**Activity:** Look below for the line with "Target: lamp post". Retype it and every line after it to the end, exactly, but leave out the pictures.

--- Records for the exercise Enclosed Below ---

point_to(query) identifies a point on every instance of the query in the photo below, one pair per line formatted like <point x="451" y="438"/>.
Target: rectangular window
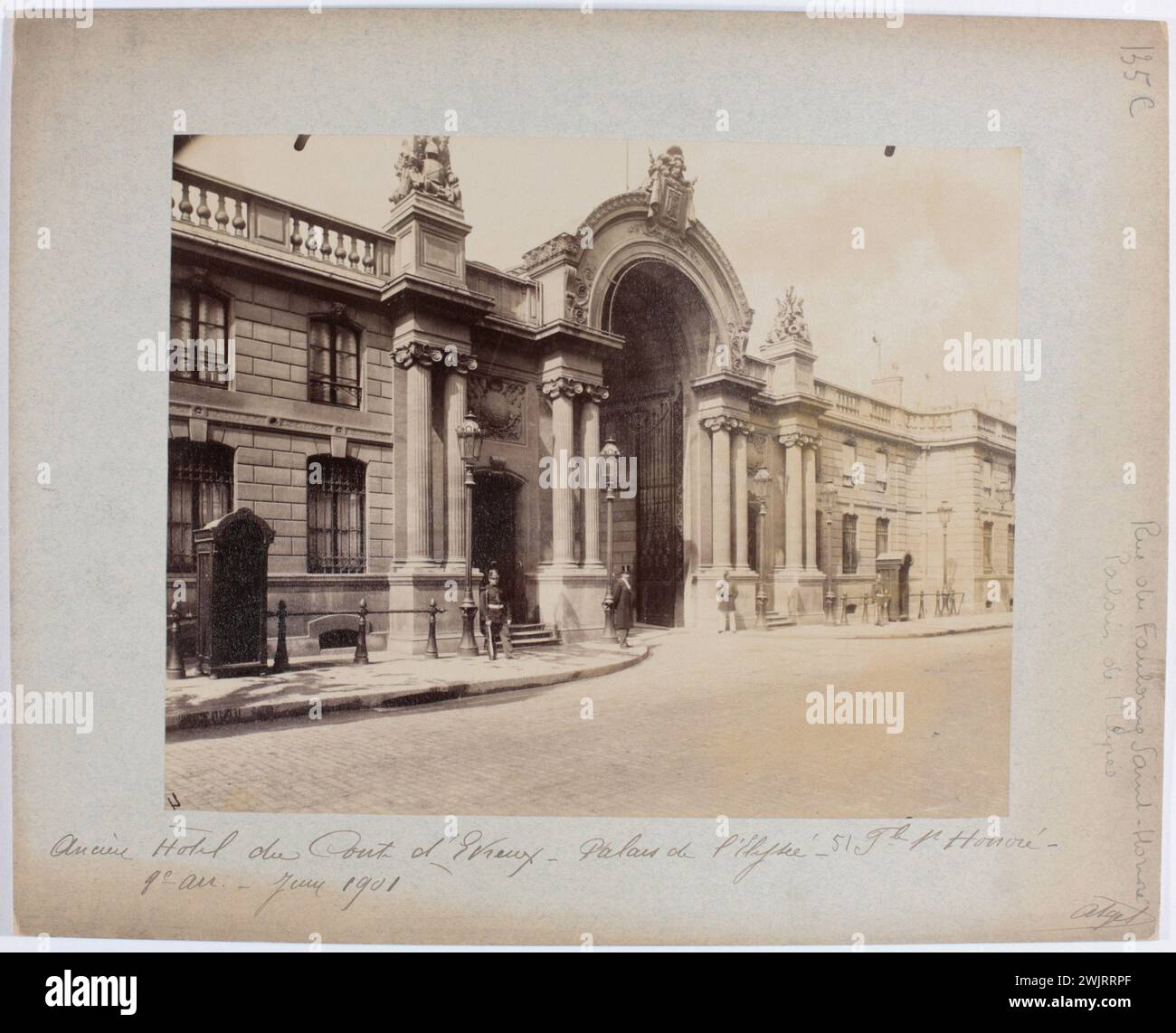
<point x="333" y="372"/>
<point x="336" y="503"/>
<point x="849" y="544"/>
<point x="200" y="326"/>
<point x="849" y="459"/>
<point x="199" y="491"/>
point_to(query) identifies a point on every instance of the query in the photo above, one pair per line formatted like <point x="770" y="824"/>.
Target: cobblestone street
<point x="708" y="725"/>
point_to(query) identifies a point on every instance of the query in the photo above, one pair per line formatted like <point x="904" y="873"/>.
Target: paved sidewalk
<point x="928" y="627"/>
<point x="339" y="685"/>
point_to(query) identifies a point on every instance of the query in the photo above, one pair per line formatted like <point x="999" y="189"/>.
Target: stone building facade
<point x="357" y="352"/>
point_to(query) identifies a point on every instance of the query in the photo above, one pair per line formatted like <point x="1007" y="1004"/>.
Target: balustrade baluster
<point x="222" y="214"/>
<point x="185" y="203"/>
<point x="204" y="212"/>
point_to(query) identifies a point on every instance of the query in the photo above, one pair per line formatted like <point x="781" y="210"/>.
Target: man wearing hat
<point x="495" y="614"/>
<point x="622" y="613"/>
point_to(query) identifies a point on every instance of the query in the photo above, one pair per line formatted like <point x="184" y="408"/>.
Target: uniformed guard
<point x="880" y="599"/>
<point x="495" y="614"/>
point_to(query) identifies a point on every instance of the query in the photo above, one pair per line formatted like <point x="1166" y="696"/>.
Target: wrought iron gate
<point x="650" y="427"/>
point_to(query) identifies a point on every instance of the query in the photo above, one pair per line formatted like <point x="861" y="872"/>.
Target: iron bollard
<point x="361" y="640"/>
<point x="431" y="648"/>
<point x="281" y="658"/>
<point x="175" y="658"/>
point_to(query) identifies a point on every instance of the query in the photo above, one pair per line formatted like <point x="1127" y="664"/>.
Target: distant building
<point x="359" y="351"/>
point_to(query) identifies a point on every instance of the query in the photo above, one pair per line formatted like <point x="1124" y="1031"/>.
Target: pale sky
<point x="941" y="230"/>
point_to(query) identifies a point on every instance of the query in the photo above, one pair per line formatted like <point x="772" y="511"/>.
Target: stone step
<point x="529" y="644"/>
<point x="525" y="636"/>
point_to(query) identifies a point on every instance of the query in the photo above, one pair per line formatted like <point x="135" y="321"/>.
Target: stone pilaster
<point x="589" y="425"/>
<point x="721" y="429"/>
<point x="560" y="392"/>
<point x="455" y="406"/>
<point x="810" y="445"/>
<point x="739" y="494"/>
<point x="794" y="504"/>
<point x="418" y="360"/>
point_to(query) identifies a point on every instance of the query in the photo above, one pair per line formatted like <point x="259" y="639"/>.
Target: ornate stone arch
<point x="623" y="234"/>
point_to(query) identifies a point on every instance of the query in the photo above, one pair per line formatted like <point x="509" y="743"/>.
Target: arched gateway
<point x="658" y="284"/>
<point x="634" y="328"/>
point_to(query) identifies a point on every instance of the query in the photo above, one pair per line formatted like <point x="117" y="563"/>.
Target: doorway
<point x="495" y="503"/>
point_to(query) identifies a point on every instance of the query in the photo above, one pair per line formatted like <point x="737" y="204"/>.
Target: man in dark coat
<point x="622" y="615"/>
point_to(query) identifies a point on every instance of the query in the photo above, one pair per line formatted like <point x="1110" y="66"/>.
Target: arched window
<point x="333" y="374"/>
<point x="334" y="516"/>
<point x="849" y="544"/>
<point x="199" y="491"/>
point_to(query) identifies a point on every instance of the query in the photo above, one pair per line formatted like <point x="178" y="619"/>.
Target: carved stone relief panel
<point x="500" y="407"/>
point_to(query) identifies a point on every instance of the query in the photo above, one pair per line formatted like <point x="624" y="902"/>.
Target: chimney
<point x="888" y="388"/>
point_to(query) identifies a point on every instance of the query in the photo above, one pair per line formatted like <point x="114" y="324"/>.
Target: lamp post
<point x="944" y="512"/>
<point x="469" y="438"/>
<point x="760" y="481"/>
<point x="828" y="501"/>
<point x="610" y="454"/>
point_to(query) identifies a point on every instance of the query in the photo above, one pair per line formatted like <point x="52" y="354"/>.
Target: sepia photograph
<point x="635" y="474"/>
<point x="663" y="480"/>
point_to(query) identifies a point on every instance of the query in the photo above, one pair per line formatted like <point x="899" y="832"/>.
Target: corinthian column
<point x="561" y="391"/>
<point x="416" y="361"/>
<point x="589" y="425"/>
<point x="794" y="504"/>
<point x="739" y="492"/>
<point x="457" y="405"/>
<point x="811" y="528"/>
<point x="721" y="489"/>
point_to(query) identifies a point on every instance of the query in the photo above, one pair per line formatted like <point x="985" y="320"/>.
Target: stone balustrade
<point x="240" y="213"/>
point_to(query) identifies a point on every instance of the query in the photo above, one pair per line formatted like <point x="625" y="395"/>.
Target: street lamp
<point x="944" y="512"/>
<point x="828" y="501"/>
<point x="610" y="454"/>
<point x="469" y="439"/>
<point x="760" y="482"/>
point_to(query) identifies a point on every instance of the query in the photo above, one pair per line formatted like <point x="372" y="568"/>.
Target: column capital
<point x="795" y="438"/>
<point x="569" y="387"/>
<point x="419" y="353"/>
<point x="730" y="423"/>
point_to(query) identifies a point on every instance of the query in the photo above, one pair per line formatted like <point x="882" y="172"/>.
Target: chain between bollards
<point x="431" y="648"/>
<point x="175" y="657"/>
<point x="281" y="657"/>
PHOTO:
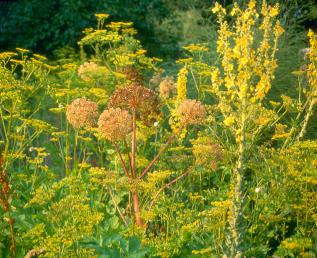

--- End of Enclosed Records for the exercise ---

**Task output:**
Target: lamp post
<point x="944" y="512"/>
<point x="469" y="438"/>
<point x="760" y="481"/>
<point x="828" y="501"/>
<point x="610" y="454"/>
point_to(query) identifies a point on every instance of the query in the photo above, one pair per line formatted like <point x="52" y="354"/>.
Target: sepia photograph
<point x="635" y="474"/>
<point x="663" y="480"/>
point_to(query) identifies a point on every instance of the query in the photo above, one pair per line formatted like <point x="899" y="832"/>.
Target: corinthian column
<point x="561" y="391"/>
<point x="416" y="361"/>
<point x="589" y="425"/>
<point x="794" y="504"/>
<point x="739" y="492"/>
<point x="457" y="405"/>
<point x="811" y="528"/>
<point x="721" y="489"/>
point_to(query) identifies a point on every instance of the query in the photo above, one pair per line formatted like <point x="985" y="320"/>.
Target: stone balustrade
<point x="240" y="213"/>
point_to(query) identifies a point on every instance of the query in the photo above, one pair per line formatted like <point x="625" y="395"/>.
Target: street lamp
<point x="944" y="512"/>
<point x="828" y="501"/>
<point x="610" y="454"/>
<point x="469" y="439"/>
<point x="760" y="482"/>
point_to(query) identifies a point on every instance of the query in the photo above, one pair per line formatted like <point x="372" y="568"/>.
Target: column capital
<point x="795" y="438"/>
<point x="569" y="387"/>
<point x="419" y="353"/>
<point x="730" y="423"/>
point_to(query) identifies a point on every instance of the query in the photo above, one pair per line formatted like <point x="882" y="172"/>.
Target: chain between bollards
<point x="431" y="648"/>
<point x="175" y="657"/>
<point x="281" y="657"/>
PHOTO:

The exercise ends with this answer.